▸ **MATERIAL FOR THIS TASK**:
○ ○ ○ ○

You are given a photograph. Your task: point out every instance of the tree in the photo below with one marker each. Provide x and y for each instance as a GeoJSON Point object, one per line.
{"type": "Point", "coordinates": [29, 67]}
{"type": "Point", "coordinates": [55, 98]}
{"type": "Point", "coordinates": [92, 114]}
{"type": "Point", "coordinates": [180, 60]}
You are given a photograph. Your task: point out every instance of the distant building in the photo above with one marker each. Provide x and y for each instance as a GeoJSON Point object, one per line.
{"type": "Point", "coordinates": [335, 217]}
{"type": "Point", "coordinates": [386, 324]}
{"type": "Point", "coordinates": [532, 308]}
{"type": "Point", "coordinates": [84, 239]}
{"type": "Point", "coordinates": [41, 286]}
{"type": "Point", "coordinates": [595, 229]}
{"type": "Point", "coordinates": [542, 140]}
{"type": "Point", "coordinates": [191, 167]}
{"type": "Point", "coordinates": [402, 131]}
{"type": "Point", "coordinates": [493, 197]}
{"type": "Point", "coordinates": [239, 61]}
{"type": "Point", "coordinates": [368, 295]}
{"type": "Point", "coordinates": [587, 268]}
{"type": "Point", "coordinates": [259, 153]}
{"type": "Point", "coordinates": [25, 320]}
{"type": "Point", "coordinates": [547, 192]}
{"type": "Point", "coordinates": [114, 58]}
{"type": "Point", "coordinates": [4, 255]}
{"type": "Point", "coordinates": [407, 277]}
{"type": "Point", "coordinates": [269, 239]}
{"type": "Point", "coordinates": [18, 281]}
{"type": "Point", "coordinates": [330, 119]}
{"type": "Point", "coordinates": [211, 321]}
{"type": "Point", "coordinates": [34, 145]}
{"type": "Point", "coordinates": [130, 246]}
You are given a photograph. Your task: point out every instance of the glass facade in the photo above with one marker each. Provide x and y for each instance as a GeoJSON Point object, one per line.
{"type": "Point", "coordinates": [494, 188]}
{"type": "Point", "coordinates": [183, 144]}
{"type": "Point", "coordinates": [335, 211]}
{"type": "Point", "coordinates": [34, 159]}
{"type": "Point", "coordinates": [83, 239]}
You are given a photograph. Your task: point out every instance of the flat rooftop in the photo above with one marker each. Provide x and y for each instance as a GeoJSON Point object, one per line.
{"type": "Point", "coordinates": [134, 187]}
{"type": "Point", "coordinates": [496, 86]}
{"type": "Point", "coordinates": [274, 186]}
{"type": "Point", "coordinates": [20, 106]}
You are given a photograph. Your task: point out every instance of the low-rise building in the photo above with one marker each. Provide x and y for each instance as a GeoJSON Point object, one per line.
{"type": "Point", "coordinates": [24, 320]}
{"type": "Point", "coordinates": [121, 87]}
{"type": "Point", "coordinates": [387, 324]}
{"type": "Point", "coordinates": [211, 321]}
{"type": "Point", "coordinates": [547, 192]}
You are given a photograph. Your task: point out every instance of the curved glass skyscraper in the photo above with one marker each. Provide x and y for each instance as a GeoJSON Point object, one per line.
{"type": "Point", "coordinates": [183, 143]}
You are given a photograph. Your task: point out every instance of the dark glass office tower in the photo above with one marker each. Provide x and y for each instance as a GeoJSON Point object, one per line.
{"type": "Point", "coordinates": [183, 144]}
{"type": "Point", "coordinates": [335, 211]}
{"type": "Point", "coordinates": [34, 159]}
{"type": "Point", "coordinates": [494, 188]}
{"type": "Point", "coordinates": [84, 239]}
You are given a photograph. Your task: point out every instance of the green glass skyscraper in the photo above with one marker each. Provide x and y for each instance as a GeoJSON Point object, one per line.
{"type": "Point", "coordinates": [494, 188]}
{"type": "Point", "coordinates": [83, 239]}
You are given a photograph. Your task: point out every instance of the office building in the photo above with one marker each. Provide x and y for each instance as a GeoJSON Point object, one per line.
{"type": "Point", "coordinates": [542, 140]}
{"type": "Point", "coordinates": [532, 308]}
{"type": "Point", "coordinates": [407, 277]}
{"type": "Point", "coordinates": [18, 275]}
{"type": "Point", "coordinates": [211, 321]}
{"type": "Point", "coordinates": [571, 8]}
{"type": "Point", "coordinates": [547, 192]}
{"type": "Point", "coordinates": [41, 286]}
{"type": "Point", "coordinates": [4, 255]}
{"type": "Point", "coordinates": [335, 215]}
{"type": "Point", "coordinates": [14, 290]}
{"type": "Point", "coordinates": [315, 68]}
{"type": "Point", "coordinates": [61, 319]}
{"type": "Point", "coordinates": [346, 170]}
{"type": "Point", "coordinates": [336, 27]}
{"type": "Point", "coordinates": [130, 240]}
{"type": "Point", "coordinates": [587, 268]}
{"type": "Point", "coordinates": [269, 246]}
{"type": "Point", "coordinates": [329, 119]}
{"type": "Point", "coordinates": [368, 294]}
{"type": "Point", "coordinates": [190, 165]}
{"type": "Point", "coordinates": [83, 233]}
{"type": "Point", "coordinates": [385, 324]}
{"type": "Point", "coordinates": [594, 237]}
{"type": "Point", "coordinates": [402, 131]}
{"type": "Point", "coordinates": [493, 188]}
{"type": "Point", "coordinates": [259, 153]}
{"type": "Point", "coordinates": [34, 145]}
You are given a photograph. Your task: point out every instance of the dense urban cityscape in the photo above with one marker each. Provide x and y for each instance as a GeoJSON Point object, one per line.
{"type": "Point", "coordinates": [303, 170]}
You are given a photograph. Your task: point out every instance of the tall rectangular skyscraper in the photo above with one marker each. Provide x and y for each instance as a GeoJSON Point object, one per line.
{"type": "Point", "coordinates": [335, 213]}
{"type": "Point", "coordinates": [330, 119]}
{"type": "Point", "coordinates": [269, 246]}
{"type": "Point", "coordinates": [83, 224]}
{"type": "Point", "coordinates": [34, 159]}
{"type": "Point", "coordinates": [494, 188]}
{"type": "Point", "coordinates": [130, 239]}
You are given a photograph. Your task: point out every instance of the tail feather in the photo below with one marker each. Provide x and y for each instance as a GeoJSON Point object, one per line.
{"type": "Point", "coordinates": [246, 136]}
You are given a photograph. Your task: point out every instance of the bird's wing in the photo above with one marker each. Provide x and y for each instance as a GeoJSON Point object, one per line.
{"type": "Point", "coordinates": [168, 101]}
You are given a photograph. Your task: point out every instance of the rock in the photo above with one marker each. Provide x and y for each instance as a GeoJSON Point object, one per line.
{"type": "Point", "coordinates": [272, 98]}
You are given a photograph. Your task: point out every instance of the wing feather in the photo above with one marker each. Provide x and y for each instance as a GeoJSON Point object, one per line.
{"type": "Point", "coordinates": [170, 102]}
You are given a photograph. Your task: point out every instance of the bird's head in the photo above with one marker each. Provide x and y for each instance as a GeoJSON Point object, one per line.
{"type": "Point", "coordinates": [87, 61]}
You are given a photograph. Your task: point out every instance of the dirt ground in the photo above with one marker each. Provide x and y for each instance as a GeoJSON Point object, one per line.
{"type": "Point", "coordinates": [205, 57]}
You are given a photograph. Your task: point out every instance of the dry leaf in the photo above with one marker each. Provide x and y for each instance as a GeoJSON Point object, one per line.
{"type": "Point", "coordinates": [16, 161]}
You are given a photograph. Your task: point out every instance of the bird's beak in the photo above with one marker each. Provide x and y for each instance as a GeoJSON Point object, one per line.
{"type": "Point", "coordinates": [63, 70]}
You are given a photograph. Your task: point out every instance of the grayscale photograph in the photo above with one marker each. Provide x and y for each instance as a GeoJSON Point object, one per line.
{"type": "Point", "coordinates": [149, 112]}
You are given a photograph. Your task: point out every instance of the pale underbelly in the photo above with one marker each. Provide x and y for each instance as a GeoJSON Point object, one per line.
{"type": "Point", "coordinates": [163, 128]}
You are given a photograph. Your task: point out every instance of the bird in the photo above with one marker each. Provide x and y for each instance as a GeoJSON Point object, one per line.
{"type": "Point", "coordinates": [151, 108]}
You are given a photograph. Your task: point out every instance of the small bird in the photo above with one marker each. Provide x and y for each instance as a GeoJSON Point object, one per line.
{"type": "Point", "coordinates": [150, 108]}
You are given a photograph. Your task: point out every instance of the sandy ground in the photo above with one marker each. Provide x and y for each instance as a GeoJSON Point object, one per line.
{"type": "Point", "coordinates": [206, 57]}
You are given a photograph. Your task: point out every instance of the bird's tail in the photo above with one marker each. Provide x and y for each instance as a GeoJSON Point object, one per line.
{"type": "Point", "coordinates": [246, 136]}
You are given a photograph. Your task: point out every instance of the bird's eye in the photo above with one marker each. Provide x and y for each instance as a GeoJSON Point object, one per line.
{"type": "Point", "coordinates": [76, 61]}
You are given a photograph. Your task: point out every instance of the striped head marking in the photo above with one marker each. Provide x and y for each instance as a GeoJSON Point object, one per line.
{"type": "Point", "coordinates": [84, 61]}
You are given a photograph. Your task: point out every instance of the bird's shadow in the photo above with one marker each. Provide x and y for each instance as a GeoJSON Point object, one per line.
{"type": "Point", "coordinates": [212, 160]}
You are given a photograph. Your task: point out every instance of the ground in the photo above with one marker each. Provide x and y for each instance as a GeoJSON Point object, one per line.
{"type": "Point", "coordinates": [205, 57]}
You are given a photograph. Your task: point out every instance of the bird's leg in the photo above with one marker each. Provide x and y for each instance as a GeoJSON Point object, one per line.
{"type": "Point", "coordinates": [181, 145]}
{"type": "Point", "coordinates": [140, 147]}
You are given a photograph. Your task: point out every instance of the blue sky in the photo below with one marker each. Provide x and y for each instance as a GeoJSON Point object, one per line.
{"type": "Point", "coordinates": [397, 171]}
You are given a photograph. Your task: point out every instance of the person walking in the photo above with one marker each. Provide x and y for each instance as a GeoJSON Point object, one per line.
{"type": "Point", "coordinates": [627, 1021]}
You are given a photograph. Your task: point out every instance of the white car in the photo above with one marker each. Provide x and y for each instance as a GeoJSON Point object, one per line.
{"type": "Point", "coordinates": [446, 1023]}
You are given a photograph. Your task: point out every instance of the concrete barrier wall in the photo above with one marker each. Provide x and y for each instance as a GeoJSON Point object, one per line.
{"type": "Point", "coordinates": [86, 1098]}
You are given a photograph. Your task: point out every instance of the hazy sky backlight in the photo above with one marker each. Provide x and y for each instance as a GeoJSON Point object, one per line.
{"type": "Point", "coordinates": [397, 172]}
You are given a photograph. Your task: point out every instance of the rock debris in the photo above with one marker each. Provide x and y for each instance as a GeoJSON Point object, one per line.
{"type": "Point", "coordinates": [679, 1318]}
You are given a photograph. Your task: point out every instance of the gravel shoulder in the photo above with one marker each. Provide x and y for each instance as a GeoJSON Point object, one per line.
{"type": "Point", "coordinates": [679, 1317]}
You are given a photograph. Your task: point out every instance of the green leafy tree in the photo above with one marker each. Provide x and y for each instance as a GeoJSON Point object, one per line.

○ ○ ○ ○

▸ **EXERCISE BRIEF**: Every line from the one that has "of the gravel" down to the last line above must be written out exactly, with both ends included and nothing else.

▸ **ANSWER TO THIS PROBLEM**:
You are given a photograph. Your task: point out every instance of the gravel shoulder in the photo above with one marker each. Provide x and y for each instance as a GeoJSON Point object, one per line.
{"type": "Point", "coordinates": [679, 1317]}
You are given a photograph. Your task: point out every instance of the green leafy tree in the photo above with one marker each. Provide x and y for each instance as a GeoJSON Point object, one per line.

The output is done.